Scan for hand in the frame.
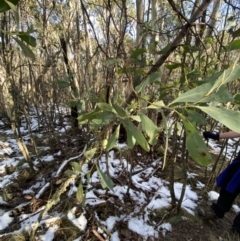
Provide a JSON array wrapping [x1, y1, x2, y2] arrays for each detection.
[[203, 131, 219, 141]]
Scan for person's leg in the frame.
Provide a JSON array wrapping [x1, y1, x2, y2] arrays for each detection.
[[232, 213, 240, 235], [198, 188, 237, 219], [211, 189, 237, 218], [198, 158, 240, 220]]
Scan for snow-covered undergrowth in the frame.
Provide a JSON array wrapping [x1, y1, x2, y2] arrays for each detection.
[[0, 112, 239, 241]]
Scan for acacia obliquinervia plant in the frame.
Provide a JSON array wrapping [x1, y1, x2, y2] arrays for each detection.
[[0, 0, 38, 167], [3, 0, 240, 237], [72, 0, 240, 212]]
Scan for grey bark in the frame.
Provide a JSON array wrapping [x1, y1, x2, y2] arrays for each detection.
[[136, 0, 144, 46]]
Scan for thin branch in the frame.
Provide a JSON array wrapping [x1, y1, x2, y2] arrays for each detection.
[[222, 0, 240, 10], [147, 0, 214, 75], [80, 0, 107, 57]]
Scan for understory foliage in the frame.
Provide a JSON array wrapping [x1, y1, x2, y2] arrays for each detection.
[[1, 0, 240, 237]]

• **PROBLEM TO WORK ON**:
Since the pictures are not wanted, copy only the text of the records above, exactly.

• **OUTPUT FOR THIS TASK**:
Scan for hand in the frame.
Provide a JSON array wrapping [x1, y1, x2, y2] arrays for each detection.
[[203, 131, 219, 141]]
Scan for person's leg in the frame.
Provide a JSON array wrapping [x1, y1, x2, y2] arrays for each detection.
[[232, 213, 240, 235], [198, 188, 237, 219], [211, 189, 237, 218], [198, 158, 240, 220]]
Scan for snow-covered undergrowth in the frame.
Provide a JSON array wrapping [x1, y1, x2, y2] arrays for each detection.
[[0, 112, 239, 241]]
Scan for acacia obliquinervia plant in the frame.
Provide a JSON array wrapping [x1, y1, x2, y2] arrays for each detection.
[[0, 0, 38, 167], [3, 0, 240, 237], [72, 0, 240, 212]]
Scan for grey bark in the frame.
Provide a JSON array wrapping [x1, y1, x2, y2] arrays for each detection.
[[136, 0, 144, 46]]
Scan for thin branch in the frame.
Provide a JSON array wrapping [x1, y1, x2, y2] arrays for each detection.
[[222, 0, 240, 10], [147, 0, 214, 75], [80, 0, 107, 57]]
Scan for understory foliage in the frame.
Provide a JSON array wrapping [x1, y1, x2, y2] arrays for each detection.
[[1, 0, 240, 237]]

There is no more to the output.